_Segment du document_
____
Muselier et Ciotti dans le même bac à sable
L’apparence, valeur centrale des conservateurs archaïques
21 juillet 2022. Deux enfants turbulents de la droite conservatrice, Renaud Muselier, président de la région PACA, et le Maralpin Éric Ciotti, député LR et questeur de l’Assemblée nationale, ont un peu plus dévoilé le fond de la pensée droitarde française, telle qu’elle est devenue : arrogante et dépassée.
Renaud Muselier, tout d’abord, a tenté de crier tout le mépris qu’il porte au camp progressiste, dont il faut rappeler que les députés ont été élus démocratiquement par le vote des Français lors des dernières Législatives. Comment ? En fustigeant le comportement de députés de gauche à l’Assemblée : « Vous voyez la gauche sale, débraillée, qui crie partout », et s’adressant à eux, comme un vieux père de famille : « Vous représentez la République, vous avez une charge, vous n’êtes pas dans une cour de récréation. […] Vous sortez du bac à sable et vous êtes chez les grands. »
____
_Extrait de données_

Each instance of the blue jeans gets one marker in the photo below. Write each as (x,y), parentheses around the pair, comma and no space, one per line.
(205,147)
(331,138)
____
_Consigne_
Réécrivez le segment sur Muselier et Ciotti en partant de « Muselier et Ciotti » et en poursuivant jusqu'à « arrogante et dépassée. », en remplaçant « droite conservatrice » par « droite républicaine ». Les lignes fournies forment un matériau à part, indépendant du texte.

_Solution proposée_
Muselier et Ciotti dans le même bac à sable
L’apparence, valeur centrale des conservateurs archaïques
21 juillet 2022. Deux enfants turbulents de la droite républicaine, Renaud Muselier, président de la région PACA, et le Maralpin Éric Ciotti, député LR et questeur de l’Assemblée nationale, ont un peu plus dévoilé le fond de la pensée droitarde française, telle qu’elle est devenue : arrogante et dépassée.